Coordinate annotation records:
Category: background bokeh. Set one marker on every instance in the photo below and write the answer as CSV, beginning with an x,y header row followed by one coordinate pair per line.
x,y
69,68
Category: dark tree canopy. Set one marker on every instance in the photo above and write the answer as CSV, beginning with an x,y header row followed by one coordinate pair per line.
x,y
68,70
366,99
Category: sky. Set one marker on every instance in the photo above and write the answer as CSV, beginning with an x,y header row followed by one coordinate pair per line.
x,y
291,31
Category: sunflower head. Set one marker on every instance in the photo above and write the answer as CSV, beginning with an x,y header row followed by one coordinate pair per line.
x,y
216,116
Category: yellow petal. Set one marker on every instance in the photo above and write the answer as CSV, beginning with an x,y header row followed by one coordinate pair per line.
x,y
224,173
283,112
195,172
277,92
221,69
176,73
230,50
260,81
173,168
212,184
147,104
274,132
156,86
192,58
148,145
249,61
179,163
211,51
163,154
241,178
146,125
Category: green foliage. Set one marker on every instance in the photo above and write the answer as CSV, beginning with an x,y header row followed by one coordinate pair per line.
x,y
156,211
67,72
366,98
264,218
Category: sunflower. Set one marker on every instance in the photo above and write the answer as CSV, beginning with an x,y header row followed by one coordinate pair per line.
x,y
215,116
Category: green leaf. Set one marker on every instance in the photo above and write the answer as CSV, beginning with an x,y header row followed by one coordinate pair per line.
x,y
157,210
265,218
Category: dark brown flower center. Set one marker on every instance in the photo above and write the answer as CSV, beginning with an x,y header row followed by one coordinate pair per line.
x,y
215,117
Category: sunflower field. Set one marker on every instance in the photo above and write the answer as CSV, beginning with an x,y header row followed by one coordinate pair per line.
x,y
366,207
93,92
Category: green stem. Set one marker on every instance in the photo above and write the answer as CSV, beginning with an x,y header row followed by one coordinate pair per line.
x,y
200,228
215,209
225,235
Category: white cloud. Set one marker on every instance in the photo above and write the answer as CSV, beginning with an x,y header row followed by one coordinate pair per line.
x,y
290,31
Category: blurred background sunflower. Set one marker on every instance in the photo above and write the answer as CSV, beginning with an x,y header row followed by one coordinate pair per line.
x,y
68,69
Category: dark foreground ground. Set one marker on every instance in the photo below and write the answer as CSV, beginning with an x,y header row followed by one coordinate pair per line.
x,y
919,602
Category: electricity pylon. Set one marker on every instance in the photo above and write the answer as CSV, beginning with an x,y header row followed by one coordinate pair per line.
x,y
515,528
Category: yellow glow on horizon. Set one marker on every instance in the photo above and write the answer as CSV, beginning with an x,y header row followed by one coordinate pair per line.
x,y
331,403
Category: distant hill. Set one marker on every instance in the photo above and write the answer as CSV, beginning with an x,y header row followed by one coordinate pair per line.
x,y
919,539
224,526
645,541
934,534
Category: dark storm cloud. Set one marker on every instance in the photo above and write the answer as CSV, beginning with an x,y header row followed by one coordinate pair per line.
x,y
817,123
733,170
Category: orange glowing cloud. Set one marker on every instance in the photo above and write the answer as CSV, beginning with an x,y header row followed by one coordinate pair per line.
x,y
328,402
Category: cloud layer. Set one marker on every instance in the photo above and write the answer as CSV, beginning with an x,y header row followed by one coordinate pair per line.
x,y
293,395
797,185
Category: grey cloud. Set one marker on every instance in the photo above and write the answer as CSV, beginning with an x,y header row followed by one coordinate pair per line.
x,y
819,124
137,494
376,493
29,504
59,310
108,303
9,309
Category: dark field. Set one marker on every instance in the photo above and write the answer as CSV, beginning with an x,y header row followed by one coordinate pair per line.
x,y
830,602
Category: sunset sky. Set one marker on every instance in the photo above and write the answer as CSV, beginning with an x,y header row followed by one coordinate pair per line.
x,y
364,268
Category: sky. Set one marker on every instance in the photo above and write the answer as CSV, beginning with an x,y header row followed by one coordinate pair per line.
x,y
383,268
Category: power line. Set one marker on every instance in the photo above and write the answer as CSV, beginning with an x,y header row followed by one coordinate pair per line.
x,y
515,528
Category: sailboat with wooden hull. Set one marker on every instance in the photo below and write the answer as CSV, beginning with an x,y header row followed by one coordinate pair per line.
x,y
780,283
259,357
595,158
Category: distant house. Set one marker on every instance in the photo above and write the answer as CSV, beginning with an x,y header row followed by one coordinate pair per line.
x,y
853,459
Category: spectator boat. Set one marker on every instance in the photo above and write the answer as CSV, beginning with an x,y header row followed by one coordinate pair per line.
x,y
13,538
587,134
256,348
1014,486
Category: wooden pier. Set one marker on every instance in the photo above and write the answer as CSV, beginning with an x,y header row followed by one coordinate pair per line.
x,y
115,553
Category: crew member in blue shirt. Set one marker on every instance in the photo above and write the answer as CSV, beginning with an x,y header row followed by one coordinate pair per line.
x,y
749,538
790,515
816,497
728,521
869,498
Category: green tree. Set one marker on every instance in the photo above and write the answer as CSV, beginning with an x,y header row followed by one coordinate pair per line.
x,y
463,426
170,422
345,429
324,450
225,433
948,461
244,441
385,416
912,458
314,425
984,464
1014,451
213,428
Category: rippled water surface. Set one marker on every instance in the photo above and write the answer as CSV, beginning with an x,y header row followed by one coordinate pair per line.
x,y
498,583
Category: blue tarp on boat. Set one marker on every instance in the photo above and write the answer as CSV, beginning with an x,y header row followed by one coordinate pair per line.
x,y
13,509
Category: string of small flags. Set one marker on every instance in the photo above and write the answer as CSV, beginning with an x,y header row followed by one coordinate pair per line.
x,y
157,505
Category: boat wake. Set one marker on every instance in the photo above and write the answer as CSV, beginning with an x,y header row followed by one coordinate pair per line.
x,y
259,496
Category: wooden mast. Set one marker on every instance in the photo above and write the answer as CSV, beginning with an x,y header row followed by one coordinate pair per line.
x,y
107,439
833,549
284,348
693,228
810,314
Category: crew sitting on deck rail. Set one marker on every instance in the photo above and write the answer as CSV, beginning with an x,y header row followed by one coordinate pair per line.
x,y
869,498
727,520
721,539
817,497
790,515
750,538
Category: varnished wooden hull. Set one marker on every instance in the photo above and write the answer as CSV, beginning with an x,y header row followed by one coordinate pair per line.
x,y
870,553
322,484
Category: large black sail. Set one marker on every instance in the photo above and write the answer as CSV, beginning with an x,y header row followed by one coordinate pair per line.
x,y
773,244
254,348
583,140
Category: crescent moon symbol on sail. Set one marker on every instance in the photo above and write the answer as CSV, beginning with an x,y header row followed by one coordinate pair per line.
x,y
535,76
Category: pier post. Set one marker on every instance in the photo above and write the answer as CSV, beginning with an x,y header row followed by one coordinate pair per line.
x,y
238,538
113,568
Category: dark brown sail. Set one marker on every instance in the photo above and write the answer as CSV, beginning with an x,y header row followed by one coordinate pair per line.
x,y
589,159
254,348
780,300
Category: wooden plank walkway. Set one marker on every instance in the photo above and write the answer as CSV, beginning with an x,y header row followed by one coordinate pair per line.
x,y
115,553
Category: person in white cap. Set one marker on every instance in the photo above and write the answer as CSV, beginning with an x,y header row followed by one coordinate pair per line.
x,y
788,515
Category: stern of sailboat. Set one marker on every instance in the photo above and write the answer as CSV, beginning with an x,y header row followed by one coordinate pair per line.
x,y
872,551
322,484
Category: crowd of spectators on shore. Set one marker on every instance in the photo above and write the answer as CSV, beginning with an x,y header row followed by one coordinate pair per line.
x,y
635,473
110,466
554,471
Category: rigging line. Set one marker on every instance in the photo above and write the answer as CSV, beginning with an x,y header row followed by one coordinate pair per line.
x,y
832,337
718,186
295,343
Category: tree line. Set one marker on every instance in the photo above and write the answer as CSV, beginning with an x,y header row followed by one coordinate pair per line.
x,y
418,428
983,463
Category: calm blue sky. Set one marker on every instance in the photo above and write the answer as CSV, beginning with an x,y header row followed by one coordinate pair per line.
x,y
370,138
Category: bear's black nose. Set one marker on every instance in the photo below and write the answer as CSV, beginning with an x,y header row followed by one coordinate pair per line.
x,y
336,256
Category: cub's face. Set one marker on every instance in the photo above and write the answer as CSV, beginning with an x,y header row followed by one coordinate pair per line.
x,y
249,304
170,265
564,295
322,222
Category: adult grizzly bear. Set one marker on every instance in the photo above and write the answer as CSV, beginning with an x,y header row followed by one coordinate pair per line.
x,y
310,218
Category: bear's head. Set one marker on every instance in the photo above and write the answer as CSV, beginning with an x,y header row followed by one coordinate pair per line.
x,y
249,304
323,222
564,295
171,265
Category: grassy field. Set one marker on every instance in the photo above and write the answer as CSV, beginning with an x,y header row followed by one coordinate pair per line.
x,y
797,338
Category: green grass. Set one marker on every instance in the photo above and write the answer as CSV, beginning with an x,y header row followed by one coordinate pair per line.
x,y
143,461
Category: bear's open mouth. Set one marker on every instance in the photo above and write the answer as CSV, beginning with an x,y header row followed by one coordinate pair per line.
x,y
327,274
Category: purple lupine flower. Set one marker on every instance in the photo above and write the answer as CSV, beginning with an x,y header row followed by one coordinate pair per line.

**Written request**
Repeat exactly the lines from the line containing "Category: bear's head." through the last line of the records above, including both, and nothing else.

**Result of this exercise**
Category: bear's head. Set one marker on every instance in the photo above and write the answer as CSV, beginning with an x,y header row followed by one coordinate pair per line.
x,y
249,304
323,222
564,295
171,265
Category: grassy field. Set one marker on every instance in the photo above and write the answer as CSV, beginning with an x,y header row followed by one coordinate pair per line.
x,y
797,338
Category: green grass. Set one marker on every instance in the photo above and write the answer as CSV, beginning with an x,y header row followed by one coordinate pair per line.
x,y
143,461
Category: bear's open mouth. Set one marker on every instance in the photo above and write the answer as CSV, beginning with an x,y header row followed by one coordinate pair per line.
x,y
327,274
Category: purple lupine flower. Set one marker on every instance in the photo above and write the answer as CSV, beginning with an x,y header row followed by one coordinate pair per line.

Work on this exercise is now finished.